Dostarczony tekst →
„Historia dinozaurów”, czyli książka dla dzieci ciekawych świata.
Dzieci nie zadają łatwych pytań. Wiesz to, prawda? Bo zanim zdążysz odpowiedzieć, już pojawia się kolejne – „a dlaczego?”, „a kto to widział?”, „a skąd to wiadomo?”. I tak, z pozoru zwykły wieczór z książką potrafi zamienić się w małą ekspedycję naukową. I to jest cudowne. Ale też, umówmy się, czasem potrzebujemy wsparcia. Takiego, które poda wiedzę w przystępny sposób, nie przytłoczy, a wciągnie nawet rodzica. Właśnie dlatego tak lubię serię „Moja pierwsza książka o…”.
To cykl, który idealnie trafia w potrzeby ciekawych świata dzieci i ich rodziców. Nie udaje encyklopedii, tylko zaprasza do wspólnego odkrywania. Każdy tom to osobna przygoda: była już historia życia, kosmosu i wynalazków, a teraz przyszedł czas na dinozaury. I jestem pewna, że to pozycja obowiązkowa dla każdego fana i każdej fanki dinozaurów.



Podróż w czasie (bez wehikułu, za to z książką!)
„Moja pierwsza książka o dinozaurach” to propozycja dla małych odkrywców, ale i dla dorosłych, którzy lubią, gdy książka dla dzieci traktuje młodego czytelnika serio. Nie ma tu ścian tekstu ani nadmiaru trudnych pojęć, są za to krótkie, błyskotliwe ciekawostki i najważniejsze fakty podane w sposób, który naprawdę chce się czytać. Świetne ilustracje: wyraziste, nowoczesne, z takim artystycznym sznytem, który nadaje całości powagi, ale nie odbiera lekkości.

Surowe dane →
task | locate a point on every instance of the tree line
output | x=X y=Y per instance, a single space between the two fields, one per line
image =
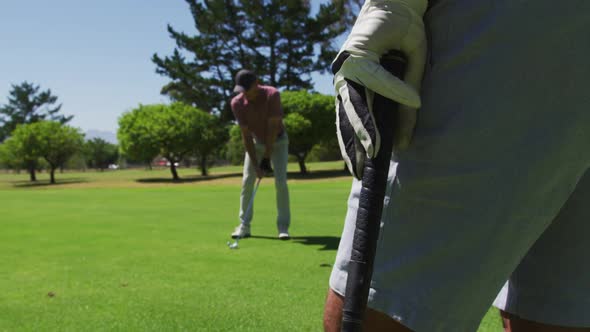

Polecenie 1 →
Odpowiedz na podstawie tekstu o książce o dinozaurach:
(a) O czym były tomy serii, które ukazały się przed tomem o dinozaurach?
(b) Do kogo, oprócz małych odkrywców, kierowana jest „Moja pierwsza książka o dinozaurach”?
(c) Jak opisano ilustracje w tej książce?
Polecenie 2 → Rozbuduj tekst o książce o dinozaurach, dopisując ciąg dalszy po jego ostatnim zdaniu.
Do pracy wystarczy sam tekst, a wiersze z danymi nie będą potrzebne.

Odpowiedź pisemna 1 →
(a) O historii życia, kosmosu i wynalazków.
(b) Do dorosłych, którzy lubią, gdy książka dla dzieci traktuje młodego czytelnika serio.
(c) Są wyraziste, nowoczesne i mają artystyczny sznyt, który nadaje całości powagi, ale nie odbiera lekkości.

Odpowiedź pisemna 2 →
Do tego matowy papier, którego nie mogę przestać dotykać. Wiesz, taki, który pachnie „prawdziwą książką”. Całość ma klimat, który od razu wciąga i zatrzymuje. A co najważniejsze, książka nie kończy się wraz z ostatnią stroną. Ostatni rozdział nawiązuje bowiem do współczesności, pokazując, że historia dinozaurów wcale się nie skończyła, bo naukowcy wciąż dokonują nowych odkryć. To piękne zaproszenie, by ruszyć dalej. Do muzeum, do książek, do rozmów. Ja czuję się zachęcona!



Dla tych, którzy chcą wiedzieć (i dla tych, którzy jeszcze nie wiedzą, że chcą)
Lubię w tej serii to, że działa trochę jak wabik. Nie każde dziecko przecież zadaje pytania o dinozaury, ale wystarczy jeden tytuł z tej serii, by coś w nim zaiskrzyło. Może po raz pierwszy zrozumie, jak ogromny był świat sprzed milionów lat. Może zacznie dopytywać o inne planety albo o to, kto wymyślił żarówkę. Bo te książki łączą fakty, emocje i obrazy w sposób, który budzi zachwyt i chęć wiedzy.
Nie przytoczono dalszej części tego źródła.